[Work task] This exercise calls for a copy of every line in the listing below that carries the word "Target".

[Entries shown]
Start of Block

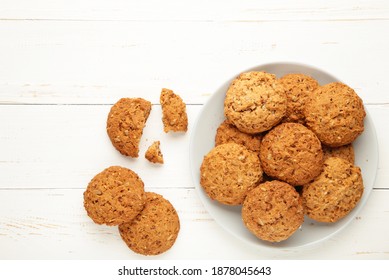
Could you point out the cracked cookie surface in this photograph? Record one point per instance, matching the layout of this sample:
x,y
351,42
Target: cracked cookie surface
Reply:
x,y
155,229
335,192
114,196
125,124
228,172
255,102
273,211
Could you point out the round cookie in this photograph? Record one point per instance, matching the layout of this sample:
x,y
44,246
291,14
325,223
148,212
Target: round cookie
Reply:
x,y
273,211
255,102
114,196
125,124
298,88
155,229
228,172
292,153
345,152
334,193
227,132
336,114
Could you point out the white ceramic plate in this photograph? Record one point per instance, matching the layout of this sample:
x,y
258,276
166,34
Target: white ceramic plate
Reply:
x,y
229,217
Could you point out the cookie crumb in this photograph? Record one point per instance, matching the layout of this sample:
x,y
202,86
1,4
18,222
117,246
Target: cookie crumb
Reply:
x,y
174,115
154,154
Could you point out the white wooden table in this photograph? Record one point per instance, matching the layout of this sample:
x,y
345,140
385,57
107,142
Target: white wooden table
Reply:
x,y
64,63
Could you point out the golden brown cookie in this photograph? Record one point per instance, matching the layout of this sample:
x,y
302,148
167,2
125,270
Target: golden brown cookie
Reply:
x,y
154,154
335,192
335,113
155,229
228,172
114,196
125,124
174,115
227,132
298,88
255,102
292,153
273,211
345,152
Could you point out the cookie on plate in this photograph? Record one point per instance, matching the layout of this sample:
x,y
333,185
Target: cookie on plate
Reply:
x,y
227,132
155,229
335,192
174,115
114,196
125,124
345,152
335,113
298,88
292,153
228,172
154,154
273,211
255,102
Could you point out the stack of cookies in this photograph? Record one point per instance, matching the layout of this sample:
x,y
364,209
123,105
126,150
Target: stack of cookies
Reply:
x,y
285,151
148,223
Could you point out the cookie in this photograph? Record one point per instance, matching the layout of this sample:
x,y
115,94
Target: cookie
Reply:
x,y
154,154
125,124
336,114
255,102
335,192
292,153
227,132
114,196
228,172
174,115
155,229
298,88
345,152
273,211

End of Block
Start of Block

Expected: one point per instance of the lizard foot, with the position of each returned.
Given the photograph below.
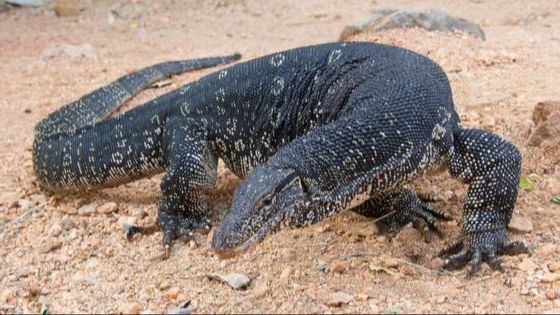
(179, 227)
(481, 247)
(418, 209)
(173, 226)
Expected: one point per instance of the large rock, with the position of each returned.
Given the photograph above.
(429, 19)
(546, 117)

End of Block
Start of Block

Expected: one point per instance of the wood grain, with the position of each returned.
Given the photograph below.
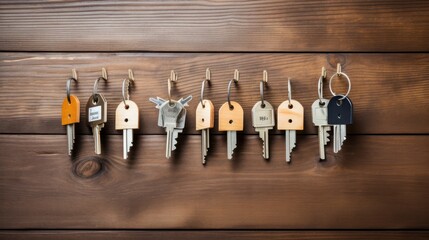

End of Block

[Task result]
Target: cracked cookie surface
Target: round cookie
Target: white ceramic plate
Target: cookie crumb
Target: white wooden table
Target: golden brown cookie
Target: cookie on plate
Target: stack of cookies
Target: cookie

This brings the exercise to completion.